## Begin Provided entries

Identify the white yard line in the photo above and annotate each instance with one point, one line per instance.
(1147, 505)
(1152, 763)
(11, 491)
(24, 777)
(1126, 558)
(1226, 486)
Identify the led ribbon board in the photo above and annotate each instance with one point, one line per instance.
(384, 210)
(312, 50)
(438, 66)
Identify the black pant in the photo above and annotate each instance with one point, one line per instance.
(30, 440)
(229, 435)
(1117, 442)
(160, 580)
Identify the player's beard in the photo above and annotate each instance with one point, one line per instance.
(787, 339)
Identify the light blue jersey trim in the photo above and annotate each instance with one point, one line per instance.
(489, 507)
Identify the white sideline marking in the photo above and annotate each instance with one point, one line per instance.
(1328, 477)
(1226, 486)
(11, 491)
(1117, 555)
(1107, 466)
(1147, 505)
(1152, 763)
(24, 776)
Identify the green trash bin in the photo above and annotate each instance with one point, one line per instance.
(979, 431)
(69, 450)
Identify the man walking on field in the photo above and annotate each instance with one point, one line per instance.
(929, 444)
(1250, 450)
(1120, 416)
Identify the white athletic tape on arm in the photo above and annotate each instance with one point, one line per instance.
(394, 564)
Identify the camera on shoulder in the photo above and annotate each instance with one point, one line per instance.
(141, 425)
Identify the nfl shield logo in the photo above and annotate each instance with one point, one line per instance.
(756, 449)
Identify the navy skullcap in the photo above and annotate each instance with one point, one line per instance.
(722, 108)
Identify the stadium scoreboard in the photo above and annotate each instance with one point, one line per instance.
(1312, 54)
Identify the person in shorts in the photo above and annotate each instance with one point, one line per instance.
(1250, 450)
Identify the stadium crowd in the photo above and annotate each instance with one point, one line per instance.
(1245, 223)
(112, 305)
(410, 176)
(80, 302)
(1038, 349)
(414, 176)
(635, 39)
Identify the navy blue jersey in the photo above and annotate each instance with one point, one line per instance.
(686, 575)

## End Provided entries
## Begin Provided entries

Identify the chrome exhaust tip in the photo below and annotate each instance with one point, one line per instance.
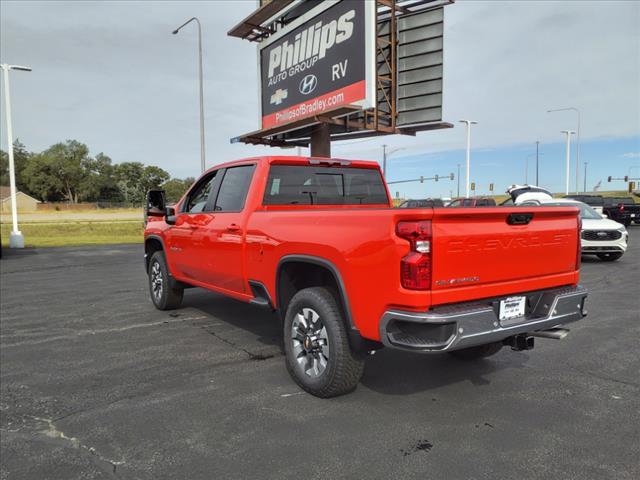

## End Provided entries

**Instructions to follow**
Find every line above that contains the word "white" and copy each of those lines. Treat uppercase and lowercase as different when matching.

**Exercise answer**
Identify the white yard line in the photo above and annotate each instance with one point, one line per instance.
Identify the white sideline marking in the photo above and annotate each instance with one point, one line per instance.
Identify the white athletic tape on arm in the photo above and annotate each instance with one point, one line per instance.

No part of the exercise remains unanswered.